Items from a dataset
+---+
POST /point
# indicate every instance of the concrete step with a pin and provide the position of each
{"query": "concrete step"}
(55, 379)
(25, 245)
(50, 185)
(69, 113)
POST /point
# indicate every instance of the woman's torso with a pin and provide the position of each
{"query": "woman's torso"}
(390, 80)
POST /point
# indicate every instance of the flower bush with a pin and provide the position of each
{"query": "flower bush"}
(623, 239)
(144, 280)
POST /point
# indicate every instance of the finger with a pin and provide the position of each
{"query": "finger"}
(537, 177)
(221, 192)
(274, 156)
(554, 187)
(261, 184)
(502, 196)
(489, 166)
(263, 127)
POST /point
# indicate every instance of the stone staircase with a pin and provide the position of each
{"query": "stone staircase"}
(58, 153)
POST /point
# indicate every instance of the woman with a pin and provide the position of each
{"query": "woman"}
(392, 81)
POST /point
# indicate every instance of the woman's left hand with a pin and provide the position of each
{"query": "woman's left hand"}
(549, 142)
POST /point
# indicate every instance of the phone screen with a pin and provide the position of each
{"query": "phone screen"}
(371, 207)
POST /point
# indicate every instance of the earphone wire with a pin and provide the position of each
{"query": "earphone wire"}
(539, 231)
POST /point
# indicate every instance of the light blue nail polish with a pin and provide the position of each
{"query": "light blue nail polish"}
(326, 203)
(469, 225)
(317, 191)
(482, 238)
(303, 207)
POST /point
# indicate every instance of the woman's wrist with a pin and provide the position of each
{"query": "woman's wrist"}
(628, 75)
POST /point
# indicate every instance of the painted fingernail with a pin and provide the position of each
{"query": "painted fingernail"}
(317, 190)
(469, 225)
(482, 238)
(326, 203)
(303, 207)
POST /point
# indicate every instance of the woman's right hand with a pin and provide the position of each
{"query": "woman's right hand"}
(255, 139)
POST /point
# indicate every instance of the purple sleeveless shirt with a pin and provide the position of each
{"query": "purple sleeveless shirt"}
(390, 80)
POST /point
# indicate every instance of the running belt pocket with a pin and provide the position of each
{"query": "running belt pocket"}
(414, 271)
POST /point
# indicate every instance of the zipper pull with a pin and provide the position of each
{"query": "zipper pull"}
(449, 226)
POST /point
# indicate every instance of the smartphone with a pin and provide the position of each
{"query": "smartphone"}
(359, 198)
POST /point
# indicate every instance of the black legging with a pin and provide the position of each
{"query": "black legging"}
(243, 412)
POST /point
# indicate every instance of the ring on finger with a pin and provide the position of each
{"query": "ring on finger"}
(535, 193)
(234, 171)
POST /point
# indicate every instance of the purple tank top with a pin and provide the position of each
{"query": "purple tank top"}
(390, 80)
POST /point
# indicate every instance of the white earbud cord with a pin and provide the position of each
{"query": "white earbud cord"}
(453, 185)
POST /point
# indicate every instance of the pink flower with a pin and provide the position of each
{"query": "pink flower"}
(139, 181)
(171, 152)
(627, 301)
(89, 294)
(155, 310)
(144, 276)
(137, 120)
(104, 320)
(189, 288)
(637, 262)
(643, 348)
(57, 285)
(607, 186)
+---+
== How to complete this task ==
Set down all of the records shown above once more, exactly.

== Result of the task ==
POST /point
# indicate every instance of the concrete step with a pin and provide the position of each
{"query": "concrete step"}
(55, 379)
(25, 245)
(50, 185)
(69, 113)
POST /point
# indicate every instance of the woman's torso with a pin and provide the position of each
{"query": "woman's torso"}
(390, 80)
POST /point
# indicate every instance of the flower bush with a pin and provide the position of each
{"query": "flower bush"}
(623, 239)
(144, 280)
POST /point
# indicate every instance of the finger with a pin and provide the position of each
{"query": "finger"}
(537, 177)
(221, 192)
(274, 156)
(554, 187)
(261, 184)
(502, 196)
(489, 166)
(263, 127)
POST /point
# indicate every instance of the stone staircase with a pin and provide the position of each
{"query": "stone staircase"}
(58, 153)
POST /point
# indicate every instance of the woman with a pin and provide the position of each
{"query": "woman"}
(392, 81)
POST /point
# indicate every instance of the woman's left hand with a pin and provide the position of each
{"query": "woman's left hand"}
(549, 142)
POST /point
# indicate every instance of the phone screen with a pin and provide the position of each
{"query": "phone screen"}
(371, 207)
POST /point
# indicate every instance of the earphone wire with a pin and provide the position of each
{"query": "earphone wire"}
(539, 231)
POST /point
# indicate every instance of the light blue nail polish with a pin and provide the position of each
{"query": "light blue nail polish"}
(326, 203)
(469, 225)
(317, 191)
(482, 238)
(303, 207)
POST /point
# indicate every instance of the woman's wrist with a pin and provide the position of each
{"query": "woman's wrist"}
(628, 75)
POST /point
# indicate every instance of the painted fingernail with a pin and provide the position of each
{"query": "painted fingernail"}
(317, 190)
(469, 225)
(482, 238)
(326, 203)
(303, 207)
POST /point
# indicate every instance of the woman's right hand with a pin and provide the position of each
{"query": "woman's right hand"}
(255, 139)
POST /point
# indicate every instance of the purple sleeveless shirt with a pin and provide the position of each
{"query": "purple sleeveless shirt"}
(390, 80)
POST /point
# indicate every instance of the running belt pocket with a pin and provide the position of each
{"query": "running belt pocket"}
(414, 271)
POST /point
# indicate every instance of the zipper pull with a pin and provide the position of each
{"query": "zipper pull"}
(449, 226)
POST /point
# indicate every instance of the smartphone with a pin and provide the position of each
{"query": "smartphone"}
(359, 198)
POST /point
# indicate every instance of the black legging with a pin and provide the position of each
{"query": "black legging"}
(243, 412)
POST /point
# indicate every instance of the ring on finger with a pin and provide the position of each
{"query": "ring on finger"}
(535, 193)
(234, 171)
POST /point
# indicate every instance of the purple tank top with a pin and provide the position of each
{"query": "purple tank top"}
(390, 80)
POST /point
# indicate every instance of the white earbud cord with a pin and provide the position of each
{"query": "white earbud cord"}
(453, 185)
POST /point
# indicate every instance of the pink flower with a pin and provide the position of each
{"query": "pink flower"}
(139, 181)
(171, 152)
(627, 301)
(89, 294)
(155, 310)
(144, 276)
(137, 120)
(104, 320)
(189, 288)
(637, 262)
(643, 348)
(57, 285)
(607, 186)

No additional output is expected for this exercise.